**Task prompt:**
Can you give the lines below as a JSON list of strings, one per line with blank lines left out, starting with the line containing "the white painted" and going on through the end of the records? Leave the pictures out of the list.

**Listed records:**
»»

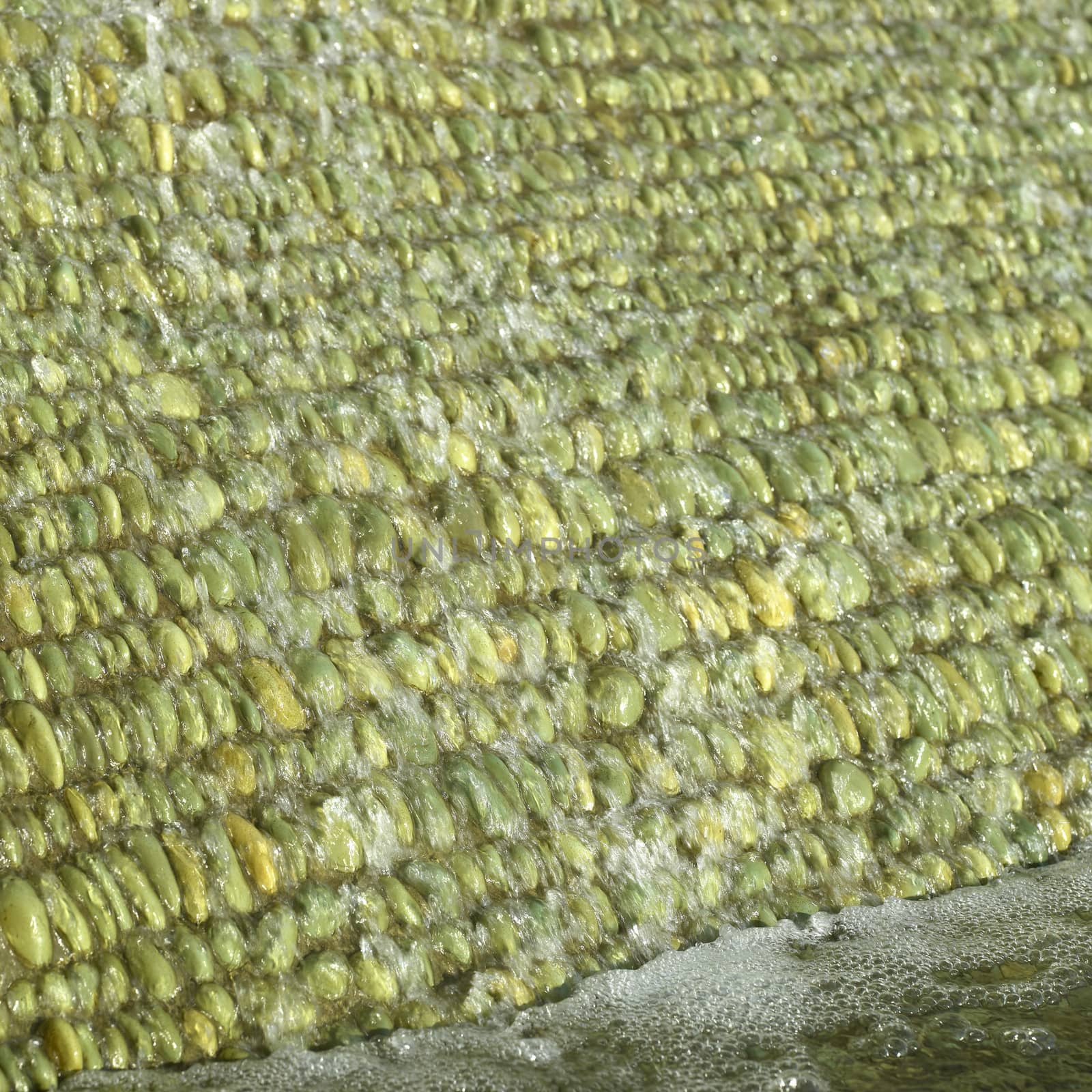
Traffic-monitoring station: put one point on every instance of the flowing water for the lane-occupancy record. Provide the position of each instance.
(983, 990)
(300, 296)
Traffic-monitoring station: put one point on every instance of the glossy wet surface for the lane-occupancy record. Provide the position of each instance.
(986, 988)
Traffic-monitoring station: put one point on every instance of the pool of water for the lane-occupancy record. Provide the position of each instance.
(984, 988)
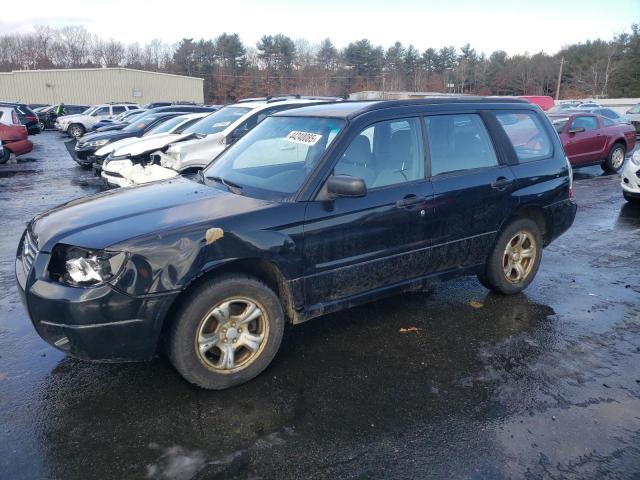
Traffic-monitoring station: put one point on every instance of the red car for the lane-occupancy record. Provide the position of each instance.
(13, 135)
(590, 139)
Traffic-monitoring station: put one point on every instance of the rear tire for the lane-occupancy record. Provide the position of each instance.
(5, 155)
(226, 332)
(626, 196)
(515, 258)
(76, 130)
(615, 159)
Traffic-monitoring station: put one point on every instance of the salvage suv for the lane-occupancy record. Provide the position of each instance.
(78, 125)
(314, 210)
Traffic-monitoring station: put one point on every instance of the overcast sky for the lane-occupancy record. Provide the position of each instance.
(514, 26)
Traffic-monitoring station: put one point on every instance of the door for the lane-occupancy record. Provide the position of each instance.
(356, 245)
(584, 146)
(472, 190)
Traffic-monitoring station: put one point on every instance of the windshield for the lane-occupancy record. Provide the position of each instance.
(218, 121)
(138, 124)
(167, 126)
(273, 160)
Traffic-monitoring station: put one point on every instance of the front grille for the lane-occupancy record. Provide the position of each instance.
(29, 251)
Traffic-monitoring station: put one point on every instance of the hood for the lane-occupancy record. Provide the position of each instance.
(113, 217)
(110, 147)
(111, 136)
(150, 144)
(198, 144)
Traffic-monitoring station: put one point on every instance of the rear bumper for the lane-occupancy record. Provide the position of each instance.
(560, 217)
(98, 323)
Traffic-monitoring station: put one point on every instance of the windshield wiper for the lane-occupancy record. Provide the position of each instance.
(233, 187)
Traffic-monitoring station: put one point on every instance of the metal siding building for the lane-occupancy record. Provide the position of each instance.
(98, 85)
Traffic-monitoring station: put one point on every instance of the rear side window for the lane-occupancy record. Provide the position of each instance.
(458, 143)
(588, 123)
(528, 137)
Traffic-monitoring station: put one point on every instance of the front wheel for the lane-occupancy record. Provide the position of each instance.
(515, 258)
(615, 159)
(76, 130)
(226, 332)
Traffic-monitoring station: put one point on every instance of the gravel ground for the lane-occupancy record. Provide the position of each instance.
(544, 384)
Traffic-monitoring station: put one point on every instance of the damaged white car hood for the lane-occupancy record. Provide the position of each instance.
(149, 144)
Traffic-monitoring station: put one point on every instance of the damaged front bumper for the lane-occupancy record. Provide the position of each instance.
(100, 323)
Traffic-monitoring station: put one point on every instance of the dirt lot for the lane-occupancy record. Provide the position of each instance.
(540, 385)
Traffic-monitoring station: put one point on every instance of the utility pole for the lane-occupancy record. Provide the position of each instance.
(559, 79)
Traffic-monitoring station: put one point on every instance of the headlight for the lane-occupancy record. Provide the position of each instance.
(96, 143)
(81, 267)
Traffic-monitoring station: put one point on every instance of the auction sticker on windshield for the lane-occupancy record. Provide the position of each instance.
(304, 137)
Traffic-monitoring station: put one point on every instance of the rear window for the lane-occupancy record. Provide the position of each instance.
(528, 137)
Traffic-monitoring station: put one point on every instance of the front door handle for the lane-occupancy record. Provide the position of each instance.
(501, 183)
(409, 201)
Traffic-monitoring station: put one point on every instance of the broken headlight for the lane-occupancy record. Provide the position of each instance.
(81, 267)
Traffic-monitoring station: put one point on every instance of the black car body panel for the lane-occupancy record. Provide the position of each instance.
(321, 255)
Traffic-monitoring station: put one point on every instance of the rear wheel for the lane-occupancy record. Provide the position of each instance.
(514, 260)
(615, 159)
(5, 154)
(226, 332)
(630, 198)
(76, 130)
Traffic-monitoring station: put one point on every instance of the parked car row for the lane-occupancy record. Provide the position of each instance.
(311, 206)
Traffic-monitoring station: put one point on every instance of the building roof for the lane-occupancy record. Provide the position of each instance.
(101, 69)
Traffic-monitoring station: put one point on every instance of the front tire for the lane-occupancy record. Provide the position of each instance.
(76, 130)
(515, 258)
(615, 159)
(226, 332)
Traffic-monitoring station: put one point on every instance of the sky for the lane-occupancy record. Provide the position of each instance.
(488, 25)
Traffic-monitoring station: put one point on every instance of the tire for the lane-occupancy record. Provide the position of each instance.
(76, 130)
(495, 276)
(5, 155)
(612, 163)
(626, 196)
(212, 314)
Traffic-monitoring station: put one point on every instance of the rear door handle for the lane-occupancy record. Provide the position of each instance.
(410, 200)
(501, 183)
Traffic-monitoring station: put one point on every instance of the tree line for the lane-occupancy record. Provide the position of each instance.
(278, 64)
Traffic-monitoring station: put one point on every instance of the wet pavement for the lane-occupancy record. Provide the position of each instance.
(452, 383)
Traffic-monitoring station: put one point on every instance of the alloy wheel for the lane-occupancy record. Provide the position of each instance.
(519, 257)
(232, 335)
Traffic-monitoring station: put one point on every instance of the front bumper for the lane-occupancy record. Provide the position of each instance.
(98, 323)
(630, 178)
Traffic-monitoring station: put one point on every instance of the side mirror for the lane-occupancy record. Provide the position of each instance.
(346, 186)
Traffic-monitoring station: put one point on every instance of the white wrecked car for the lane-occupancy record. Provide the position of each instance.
(167, 131)
(208, 138)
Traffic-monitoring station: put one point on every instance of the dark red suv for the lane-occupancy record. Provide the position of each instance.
(590, 139)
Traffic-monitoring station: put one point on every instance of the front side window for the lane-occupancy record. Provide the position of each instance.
(527, 135)
(273, 160)
(588, 123)
(100, 111)
(385, 153)
(458, 143)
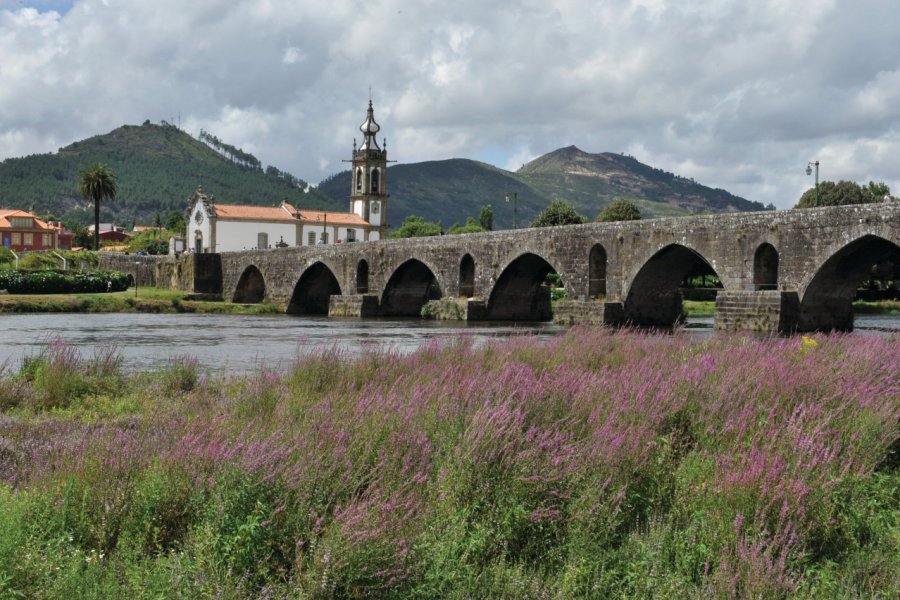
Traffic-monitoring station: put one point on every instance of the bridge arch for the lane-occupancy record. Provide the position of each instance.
(597, 262)
(251, 287)
(521, 293)
(410, 286)
(827, 301)
(653, 298)
(362, 277)
(467, 276)
(313, 291)
(765, 267)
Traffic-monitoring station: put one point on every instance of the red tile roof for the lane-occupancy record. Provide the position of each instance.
(6, 213)
(253, 213)
(286, 212)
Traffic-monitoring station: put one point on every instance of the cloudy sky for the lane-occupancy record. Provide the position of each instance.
(736, 94)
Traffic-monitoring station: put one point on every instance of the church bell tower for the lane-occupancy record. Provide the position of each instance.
(368, 192)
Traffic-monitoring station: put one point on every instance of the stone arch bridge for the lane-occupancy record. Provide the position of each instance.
(780, 271)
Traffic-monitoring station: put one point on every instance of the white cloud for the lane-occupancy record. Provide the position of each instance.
(737, 95)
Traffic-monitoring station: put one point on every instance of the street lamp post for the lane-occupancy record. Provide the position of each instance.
(809, 167)
(515, 196)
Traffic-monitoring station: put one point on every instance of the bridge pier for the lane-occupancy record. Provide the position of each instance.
(765, 311)
(360, 306)
(591, 312)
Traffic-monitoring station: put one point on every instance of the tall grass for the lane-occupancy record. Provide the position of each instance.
(597, 464)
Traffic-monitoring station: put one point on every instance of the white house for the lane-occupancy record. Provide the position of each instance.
(232, 227)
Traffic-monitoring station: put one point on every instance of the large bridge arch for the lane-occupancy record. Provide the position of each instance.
(410, 286)
(251, 287)
(827, 300)
(520, 293)
(653, 297)
(313, 291)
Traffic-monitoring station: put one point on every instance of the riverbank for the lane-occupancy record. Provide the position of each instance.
(145, 300)
(156, 300)
(598, 464)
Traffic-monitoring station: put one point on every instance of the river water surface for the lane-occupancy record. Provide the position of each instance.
(245, 343)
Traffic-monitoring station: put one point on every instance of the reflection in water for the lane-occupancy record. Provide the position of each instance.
(244, 343)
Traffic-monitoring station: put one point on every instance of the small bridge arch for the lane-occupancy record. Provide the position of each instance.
(251, 287)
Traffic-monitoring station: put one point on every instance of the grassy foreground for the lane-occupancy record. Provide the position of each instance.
(594, 465)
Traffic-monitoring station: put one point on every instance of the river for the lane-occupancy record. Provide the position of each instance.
(244, 343)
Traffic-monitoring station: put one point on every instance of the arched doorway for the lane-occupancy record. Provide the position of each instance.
(522, 292)
(409, 288)
(313, 291)
(467, 276)
(251, 287)
(655, 298)
(597, 272)
(765, 267)
(362, 277)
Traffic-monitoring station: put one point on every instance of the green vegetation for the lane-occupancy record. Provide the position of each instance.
(98, 183)
(449, 191)
(843, 192)
(416, 226)
(157, 167)
(558, 213)
(62, 282)
(593, 465)
(620, 210)
(471, 226)
(144, 299)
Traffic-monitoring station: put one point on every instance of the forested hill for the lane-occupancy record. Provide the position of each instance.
(448, 191)
(158, 167)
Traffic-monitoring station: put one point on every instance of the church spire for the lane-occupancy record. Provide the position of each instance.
(370, 128)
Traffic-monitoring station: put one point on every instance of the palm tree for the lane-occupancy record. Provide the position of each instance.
(98, 183)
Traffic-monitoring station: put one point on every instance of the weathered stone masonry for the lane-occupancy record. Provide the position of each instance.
(781, 270)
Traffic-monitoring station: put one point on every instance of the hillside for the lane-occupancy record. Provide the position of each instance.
(448, 191)
(157, 167)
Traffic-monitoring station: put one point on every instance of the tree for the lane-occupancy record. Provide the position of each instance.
(558, 213)
(620, 210)
(416, 226)
(486, 217)
(841, 193)
(98, 183)
(175, 222)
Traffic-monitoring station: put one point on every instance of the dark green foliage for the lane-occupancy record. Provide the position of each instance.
(157, 168)
(416, 226)
(98, 183)
(620, 210)
(558, 213)
(470, 227)
(448, 191)
(486, 217)
(62, 282)
(841, 193)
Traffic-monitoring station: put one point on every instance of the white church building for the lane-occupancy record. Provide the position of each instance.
(215, 227)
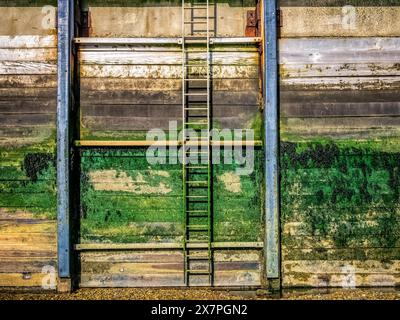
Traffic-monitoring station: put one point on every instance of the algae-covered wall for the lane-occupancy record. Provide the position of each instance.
(27, 146)
(126, 200)
(339, 145)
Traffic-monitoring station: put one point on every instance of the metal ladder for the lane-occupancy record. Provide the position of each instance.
(197, 177)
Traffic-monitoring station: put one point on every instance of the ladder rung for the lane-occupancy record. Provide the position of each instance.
(198, 215)
(199, 272)
(193, 257)
(195, 22)
(196, 181)
(196, 241)
(196, 65)
(196, 94)
(197, 197)
(198, 227)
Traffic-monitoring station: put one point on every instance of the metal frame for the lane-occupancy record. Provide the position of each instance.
(272, 249)
(64, 103)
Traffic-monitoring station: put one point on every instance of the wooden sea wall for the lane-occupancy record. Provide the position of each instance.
(154, 18)
(127, 200)
(339, 109)
(127, 90)
(28, 82)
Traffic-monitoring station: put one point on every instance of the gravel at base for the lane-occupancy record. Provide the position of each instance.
(203, 294)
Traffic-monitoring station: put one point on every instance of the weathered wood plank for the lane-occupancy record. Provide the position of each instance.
(21, 68)
(163, 58)
(339, 69)
(244, 98)
(128, 269)
(28, 81)
(342, 126)
(28, 42)
(154, 72)
(35, 119)
(340, 83)
(325, 19)
(27, 279)
(349, 109)
(29, 55)
(113, 84)
(158, 110)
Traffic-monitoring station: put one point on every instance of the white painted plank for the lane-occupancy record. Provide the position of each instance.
(12, 67)
(164, 72)
(169, 58)
(25, 42)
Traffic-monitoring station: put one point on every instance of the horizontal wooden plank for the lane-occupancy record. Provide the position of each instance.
(159, 110)
(116, 143)
(162, 58)
(322, 96)
(120, 84)
(21, 68)
(27, 119)
(21, 265)
(27, 93)
(165, 268)
(324, 110)
(27, 279)
(340, 83)
(29, 55)
(148, 41)
(323, 280)
(339, 69)
(319, 242)
(334, 19)
(109, 124)
(28, 42)
(164, 246)
(25, 106)
(342, 267)
(153, 72)
(244, 98)
(340, 254)
(368, 126)
(28, 81)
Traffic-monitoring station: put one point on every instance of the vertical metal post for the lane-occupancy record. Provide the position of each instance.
(64, 101)
(271, 140)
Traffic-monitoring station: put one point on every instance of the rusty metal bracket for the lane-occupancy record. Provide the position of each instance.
(251, 25)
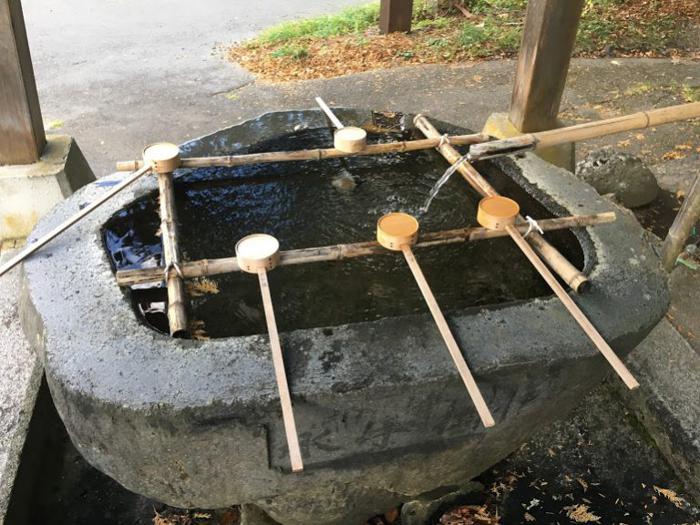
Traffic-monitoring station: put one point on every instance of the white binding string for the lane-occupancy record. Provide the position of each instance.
(532, 225)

««

**Output of the exercise:**
[
  "Traffic-monitoring station: put one point on every instance of the white painted plank for the lane-occupancy record. Provide the position of each instance.",
  "(12, 67)",
  "(164, 72)",
  "(169, 58)",
  "(25, 42)",
  "Traffic-monitoring station: put one point on every instance of the horizontal wooden plank for the lane-occupancy record. Provide the position of each instance.",
  "(159, 110)",
  "(116, 143)",
  "(162, 58)",
  "(322, 96)",
  "(120, 84)",
  "(21, 68)",
  "(27, 119)",
  "(21, 265)",
  "(27, 93)",
  "(165, 268)",
  "(324, 110)",
  "(27, 279)",
  "(340, 83)",
  "(29, 55)",
  "(148, 41)",
  "(323, 280)",
  "(339, 69)",
  "(319, 242)",
  "(334, 19)",
  "(109, 124)",
  "(28, 42)",
  "(164, 246)",
  "(25, 106)",
  "(342, 267)",
  "(153, 72)",
  "(244, 98)",
  "(340, 254)",
  "(368, 126)",
  "(28, 81)",
  "Traffic-monitoring station: put one point on every instance of the vertical metal post for the lane-occupancy record. Provide the position of each instance.",
  "(64, 101)",
  "(271, 140)",
  "Traffic-monitoring station: put one point on every instance of the rusty metal bracket for the lane-occupancy record. Provide the position of each instance.",
  "(251, 25)",
  "Traffic-monitoring station: put one point on every instance of the white binding string for the lane-occupancy record. Provide the position of each instance.",
  "(532, 225)"
]